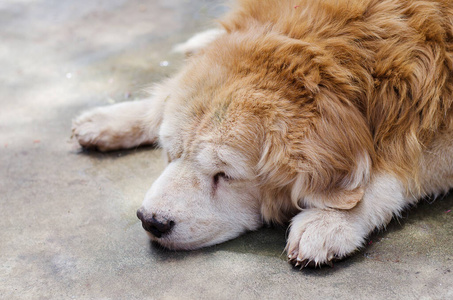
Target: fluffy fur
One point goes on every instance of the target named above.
(333, 114)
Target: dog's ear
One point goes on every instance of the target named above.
(321, 157)
(337, 153)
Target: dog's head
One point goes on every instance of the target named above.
(255, 127)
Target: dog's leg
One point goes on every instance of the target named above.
(319, 235)
(119, 126)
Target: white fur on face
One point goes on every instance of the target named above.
(206, 209)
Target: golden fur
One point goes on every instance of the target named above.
(337, 112)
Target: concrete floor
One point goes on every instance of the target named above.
(67, 217)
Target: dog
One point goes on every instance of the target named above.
(333, 115)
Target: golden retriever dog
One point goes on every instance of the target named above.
(333, 115)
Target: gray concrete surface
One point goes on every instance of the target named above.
(67, 217)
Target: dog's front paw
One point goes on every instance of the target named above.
(94, 129)
(317, 236)
(112, 127)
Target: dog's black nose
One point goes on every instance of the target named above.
(157, 227)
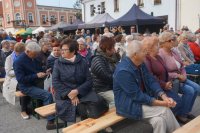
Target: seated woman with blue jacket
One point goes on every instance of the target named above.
(71, 80)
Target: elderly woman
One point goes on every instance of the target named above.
(55, 54)
(120, 45)
(136, 92)
(194, 43)
(102, 68)
(45, 52)
(155, 65)
(71, 80)
(10, 84)
(83, 51)
(176, 70)
(185, 50)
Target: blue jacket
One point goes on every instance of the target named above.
(67, 76)
(26, 70)
(129, 96)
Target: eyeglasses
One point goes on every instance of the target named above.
(64, 50)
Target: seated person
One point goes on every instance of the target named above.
(28, 72)
(102, 68)
(155, 65)
(176, 70)
(136, 92)
(10, 83)
(83, 51)
(71, 80)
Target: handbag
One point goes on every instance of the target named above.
(92, 106)
(175, 85)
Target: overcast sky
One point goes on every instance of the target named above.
(63, 3)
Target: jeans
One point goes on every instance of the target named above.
(190, 90)
(37, 93)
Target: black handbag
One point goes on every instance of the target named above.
(92, 106)
(175, 85)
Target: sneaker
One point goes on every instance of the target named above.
(24, 115)
(51, 125)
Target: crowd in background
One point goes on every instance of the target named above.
(140, 74)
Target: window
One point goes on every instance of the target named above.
(30, 17)
(103, 7)
(92, 10)
(17, 16)
(62, 18)
(116, 5)
(140, 3)
(44, 19)
(8, 18)
(71, 19)
(157, 2)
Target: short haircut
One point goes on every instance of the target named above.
(106, 43)
(19, 47)
(72, 45)
(33, 46)
(133, 47)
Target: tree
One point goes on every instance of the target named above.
(77, 5)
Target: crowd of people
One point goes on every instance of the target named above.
(142, 75)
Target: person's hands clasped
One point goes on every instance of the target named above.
(75, 101)
(73, 93)
(41, 75)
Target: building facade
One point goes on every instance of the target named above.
(26, 13)
(176, 12)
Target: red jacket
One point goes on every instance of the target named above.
(195, 49)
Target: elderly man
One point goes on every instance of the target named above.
(136, 92)
(28, 72)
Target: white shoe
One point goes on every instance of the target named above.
(24, 115)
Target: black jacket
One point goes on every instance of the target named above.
(102, 72)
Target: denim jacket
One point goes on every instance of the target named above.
(129, 96)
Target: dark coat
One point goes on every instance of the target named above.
(66, 77)
(26, 70)
(50, 62)
(128, 93)
(42, 59)
(102, 72)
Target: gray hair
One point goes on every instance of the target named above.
(133, 47)
(33, 46)
(44, 41)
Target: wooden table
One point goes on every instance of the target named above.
(191, 127)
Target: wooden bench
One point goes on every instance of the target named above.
(94, 125)
(34, 103)
(191, 127)
(47, 110)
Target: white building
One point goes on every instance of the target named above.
(176, 12)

--------------------

▶ **Assignment**
The records above should be reproduced exactly, with the pictures omitted.

▶ **Completed task**
Target: fluffy fur
One point goes on every instance of the target named above.
(333, 114)
Target: dog's ear
One point goes on every instance of the target named above.
(321, 157)
(337, 153)
Target: dog's head
One point goes on every instance of the target named above.
(255, 127)
Target: dog's leg
One point goes on every instance of the target named above.
(319, 235)
(119, 126)
Target: white fur on face
One point goes on every instance of the target named above.
(206, 209)
Target: golden fur
One point goes on every instance of the target named above.
(337, 112)
Target: concrete floor
One point goes on every instance of the target named above.
(67, 217)
Target: dog
One point goes on every instance of the target named above.
(333, 115)
Target: golden retriever dog
One point goes on every instance of the target named above.
(333, 115)
Target: gray concrete surface
One point goes on every instance of the target named above.
(67, 217)
Target: dog's front paw
One point goes on every instance of the target named above.
(94, 129)
(317, 236)
(112, 127)
Target: dog's black nose
One point goes on every instance of the target named above.
(157, 227)
Target: seated woman with blue jacket
One point goes on every instance of the target named above.
(71, 80)
Target: elderly woman
One point goes on every instance of the target named above.
(55, 54)
(120, 45)
(136, 92)
(194, 43)
(102, 68)
(45, 52)
(155, 65)
(71, 80)
(10, 84)
(83, 51)
(176, 70)
(185, 50)
Target: blue jacket
One point goes on every instance of the target named above.
(67, 76)
(26, 70)
(129, 96)
Target: eyeglasses
One point goes on every instance of the target named above.
(64, 50)
Target: seated person
One point goes on every instance of the target named above.
(28, 72)
(102, 68)
(155, 65)
(176, 70)
(136, 92)
(10, 83)
(83, 51)
(71, 80)
Target: handbag
One point goes on every instance of the target named above.
(92, 106)
(175, 85)
Target: overcast sky
One point goes on every instance of the target named above.
(63, 3)
Target: jeans
One point goes on every instance of the target named above.
(190, 90)
(37, 93)
Target: black handbag
One point goes on every instance of the target named above.
(92, 106)
(175, 85)
Target: sneaker
One point goes on every instance of the target named above.
(24, 115)
(51, 125)
Target: crowd in background
One point goes on every instance of the target named above.
(140, 74)
Target: window
One point goes on every instance of the target named above.
(30, 17)
(103, 7)
(92, 10)
(17, 16)
(62, 18)
(116, 5)
(140, 3)
(44, 19)
(8, 18)
(71, 19)
(157, 2)
Target: short haircut
One point goes on every instance of the target named above.
(106, 43)
(19, 47)
(72, 45)
(33, 46)
(133, 47)
Target: tree
One point goes on every instance of the target named above.
(77, 5)
Target: crowd of people
One point goes on every instance of the target named above.
(142, 75)
Target: person's hands clasped
One point goes on every instance of the target named above.
(75, 101)
(73, 93)
(41, 75)
Target: building facade
One point goes on every instance of the target named above.
(26, 13)
(176, 12)
Target: red jacket
One point goes on every instance of the target named above.
(195, 49)
Target: elderly man
One point goes on every instance of the target named above.
(136, 92)
(28, 72)
Target: white shoe
One point goes on every instance of the target named above.
(24, 115)
Target: black jacket
One point goes on every instance of the target named above.
(102, 72)
Target: denim jacket
One point goes on every instance of the target named above.
(129, 96)
Target: dark coat
One point goes on every instance of the target named above.
(66, 77)
(26, 70)
(50, 62)
(128, 93)
(42, 59)
(102, 72)
Target: gray hair
One point goes on every instance of the target named above.
(133, 47)
(33, 46)
(44, 41)
Target: wooden table
One point goes on every instance of the target named above.
(191, 127)
Target: wooden bench
One point goes on every instance of the target named above.
(94, 125)
(34, 103)
(191, 127)
(47, 110)
Target: white building
One point goes on every instance of the target named above.
(176, 12)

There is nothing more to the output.